> **Document excerpt**
Maybe I’m extra brain foggy today, so I can’t make heads or tails of most of your reply.
I think you are focusing too hard on one aspect of the problem.
I have not read the fruit fly paper this time around but my guess is that it describes a mechanism that may provide a regular diurnal clock system through some cyclical use of a metabolic pathway. That would make sense as fruit flies like us are likely to benefit from an 'invariant' 24 reference frame system for timing activities.
But we also know that the human brain superimposes complex varying behavioural structures on this background. I sense the need for a cup of tea at 4.15 pm, not at 11.30 a.m. or 7.30 p.m.. When working my autopilot would manage a vast complexity of timed behaviours, like bringing an outpatient interview to a close after approximately 30 minutes, getting to Grand Rounds, grabbing a sandwich on the way and then rechecking for emails before meeting a PhD student. Complex brain accounting for activity is not a speculation. It is eveyone's universal experience.
Fruit flies may have less complicated schedules but even the spotted crake can be relied on to start calling at precisely 9.15 pm in May on the Poland/Belarus border. But not in April. Migrating crakes integrate over complex mixtures of information to arrive at precisely the same pool year on year.
But you might argue that illness tends to be driven just by simple metabolic levels. I am sceptical. You were not on the forum when some years back I described my wife's illness in some detail because it had some features that overlapped with very severe ME/CFS. It appears to have been triggered by an antimalarial medication, which I understand affects basic metabolic functions selectively, but not entirely so, in plasmodia.

(Stored data entries)
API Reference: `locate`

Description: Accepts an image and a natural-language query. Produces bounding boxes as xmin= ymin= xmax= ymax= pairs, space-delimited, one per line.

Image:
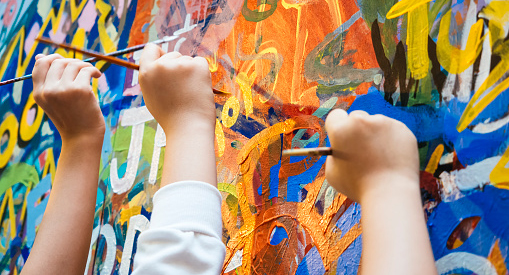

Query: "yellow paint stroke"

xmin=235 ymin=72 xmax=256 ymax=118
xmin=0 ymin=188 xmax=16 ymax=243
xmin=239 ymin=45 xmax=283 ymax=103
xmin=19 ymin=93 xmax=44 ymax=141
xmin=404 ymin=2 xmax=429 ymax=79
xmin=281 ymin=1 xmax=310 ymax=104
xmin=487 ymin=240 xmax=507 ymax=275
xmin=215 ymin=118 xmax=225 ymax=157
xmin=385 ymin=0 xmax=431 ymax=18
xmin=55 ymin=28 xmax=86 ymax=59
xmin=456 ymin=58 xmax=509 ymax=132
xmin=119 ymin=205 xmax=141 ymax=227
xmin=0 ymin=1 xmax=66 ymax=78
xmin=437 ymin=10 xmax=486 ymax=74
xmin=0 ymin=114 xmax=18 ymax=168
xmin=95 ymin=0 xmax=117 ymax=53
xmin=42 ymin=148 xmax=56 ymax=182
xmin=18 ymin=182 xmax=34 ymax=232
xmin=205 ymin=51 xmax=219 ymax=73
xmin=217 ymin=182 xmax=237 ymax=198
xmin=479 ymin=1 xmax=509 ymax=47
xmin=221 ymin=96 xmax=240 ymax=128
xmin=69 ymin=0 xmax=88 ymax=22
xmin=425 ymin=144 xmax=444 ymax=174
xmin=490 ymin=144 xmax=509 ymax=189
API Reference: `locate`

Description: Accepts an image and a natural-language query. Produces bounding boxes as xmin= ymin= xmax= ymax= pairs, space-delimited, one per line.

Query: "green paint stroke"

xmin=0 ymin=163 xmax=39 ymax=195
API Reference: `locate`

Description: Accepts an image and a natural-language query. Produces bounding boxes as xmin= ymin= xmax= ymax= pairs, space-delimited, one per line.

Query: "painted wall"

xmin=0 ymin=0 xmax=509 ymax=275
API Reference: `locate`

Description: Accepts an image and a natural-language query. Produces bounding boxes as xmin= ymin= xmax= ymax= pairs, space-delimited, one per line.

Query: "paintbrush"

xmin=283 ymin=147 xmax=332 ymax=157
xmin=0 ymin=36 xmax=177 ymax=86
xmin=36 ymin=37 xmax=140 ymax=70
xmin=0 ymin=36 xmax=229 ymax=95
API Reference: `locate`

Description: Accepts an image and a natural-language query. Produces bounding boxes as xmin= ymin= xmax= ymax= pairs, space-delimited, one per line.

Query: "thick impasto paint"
==
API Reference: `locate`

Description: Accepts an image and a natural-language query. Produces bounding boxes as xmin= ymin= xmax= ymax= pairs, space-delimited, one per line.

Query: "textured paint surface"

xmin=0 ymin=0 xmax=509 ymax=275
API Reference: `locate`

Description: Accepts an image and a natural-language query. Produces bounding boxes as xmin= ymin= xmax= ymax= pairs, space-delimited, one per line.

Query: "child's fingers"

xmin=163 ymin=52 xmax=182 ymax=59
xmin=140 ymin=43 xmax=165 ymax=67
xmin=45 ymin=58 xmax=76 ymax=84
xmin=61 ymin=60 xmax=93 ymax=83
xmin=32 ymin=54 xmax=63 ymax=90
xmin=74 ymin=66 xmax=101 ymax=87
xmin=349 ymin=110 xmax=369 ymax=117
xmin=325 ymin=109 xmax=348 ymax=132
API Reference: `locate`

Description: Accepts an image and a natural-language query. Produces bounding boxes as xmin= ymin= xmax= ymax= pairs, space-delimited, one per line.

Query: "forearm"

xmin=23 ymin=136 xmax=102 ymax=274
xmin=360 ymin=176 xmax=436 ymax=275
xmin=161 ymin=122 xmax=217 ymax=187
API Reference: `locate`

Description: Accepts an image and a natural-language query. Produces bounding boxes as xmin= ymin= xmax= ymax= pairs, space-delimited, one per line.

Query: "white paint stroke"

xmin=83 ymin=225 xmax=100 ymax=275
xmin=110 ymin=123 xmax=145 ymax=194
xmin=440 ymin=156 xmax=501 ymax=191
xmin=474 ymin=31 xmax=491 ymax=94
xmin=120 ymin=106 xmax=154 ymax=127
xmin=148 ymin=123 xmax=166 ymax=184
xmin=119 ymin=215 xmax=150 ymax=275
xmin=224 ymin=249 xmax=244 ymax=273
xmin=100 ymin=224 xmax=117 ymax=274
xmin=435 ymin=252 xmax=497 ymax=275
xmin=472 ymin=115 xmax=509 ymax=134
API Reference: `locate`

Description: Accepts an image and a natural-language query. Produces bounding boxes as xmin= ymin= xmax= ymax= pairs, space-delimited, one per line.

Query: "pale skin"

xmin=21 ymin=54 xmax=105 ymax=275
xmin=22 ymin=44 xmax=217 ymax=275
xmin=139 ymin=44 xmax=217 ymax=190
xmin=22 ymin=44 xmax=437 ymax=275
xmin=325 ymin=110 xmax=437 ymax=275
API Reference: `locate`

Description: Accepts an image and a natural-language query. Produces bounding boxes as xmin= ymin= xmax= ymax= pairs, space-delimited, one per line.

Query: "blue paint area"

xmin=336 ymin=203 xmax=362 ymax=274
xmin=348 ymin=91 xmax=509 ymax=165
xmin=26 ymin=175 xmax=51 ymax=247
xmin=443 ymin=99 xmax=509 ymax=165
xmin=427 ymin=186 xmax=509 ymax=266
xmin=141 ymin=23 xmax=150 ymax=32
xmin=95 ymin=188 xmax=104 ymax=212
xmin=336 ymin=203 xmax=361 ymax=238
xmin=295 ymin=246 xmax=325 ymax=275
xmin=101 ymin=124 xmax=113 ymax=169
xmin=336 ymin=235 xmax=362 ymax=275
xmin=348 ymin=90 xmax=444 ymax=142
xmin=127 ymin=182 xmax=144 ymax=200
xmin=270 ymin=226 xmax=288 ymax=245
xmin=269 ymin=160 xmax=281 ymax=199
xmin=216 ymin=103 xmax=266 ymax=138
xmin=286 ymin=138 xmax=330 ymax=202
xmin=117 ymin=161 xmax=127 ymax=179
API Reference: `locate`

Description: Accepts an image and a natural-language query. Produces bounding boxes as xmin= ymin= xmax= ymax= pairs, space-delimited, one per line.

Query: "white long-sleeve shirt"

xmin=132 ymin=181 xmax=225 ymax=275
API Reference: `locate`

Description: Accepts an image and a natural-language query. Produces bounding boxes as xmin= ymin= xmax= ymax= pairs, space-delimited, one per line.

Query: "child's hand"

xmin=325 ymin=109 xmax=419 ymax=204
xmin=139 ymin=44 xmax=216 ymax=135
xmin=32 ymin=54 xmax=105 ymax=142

> **Work instruction A**
In the post on biological timing, at what time does the spotted crake reliably start calling in May on the Poland/Belarus border?
> **Work instruction B**
Extend the post on biological timing, starting right after its final sentence.

> **Expected output A**
9.15 pm

> **Expected output B**
The illness started with hallucinations but these stopped after stopping the drug. What persisted was a psychotic illness that included major changes in sleep cycle and an inability to eat, such that she had to be put on parenteral nutrition to keep her alive. She would always take just enough water to avoid renal failure but was progressively less able to take food and reached under 40kg. Fortunately she was treated and is now entirely healthy.
I do not think for a minute that ME/CFS is the same thing as she had but the DecodeME findings remind me of the sense that the same sorts of systems may be disrupted in both illnesses.
One thing that particularly interested me is that the psychotic state varied during the day. In febrile illness fever tends to have two peaks, with one at night and one in the early afternoon. My wife's illness was worst at night and for a period of weeks at least would almost completely lift around 11.00 a.m. for an hour or so, such that she had insight into her ill state. By mid afternoon a 'different person' had returned. The psychiatrists recognised this phenomenon.
So my analysis is that although we have a CLOCK system that may use a simple metabolic mechanism to standardise the 24 day frame, that frame interacts with extremely complicated accounting processes that assess activities, achievements, and needs way beyond simple physiology (giving a patient full attention or getting to Grand Rounds).
The example of travelling intrigues me because in this case sitting around for hours with nothing to do, but in several different places, with uncertainties about when transitions will occur, appears to shorted my circadian timing frame consistently by about one hour where vigorous physical (off piste skiing) or mental (attending a key small conference) activity does not. So I suspect that even the metabolic clock system can be de-tuned, which it obviously can when you spend a fortnight in a new time zone.
And then of course there is the study in mice suggesting that complement proteins are needed to forget things from day to day, because complement is involved in synaptic plasticity.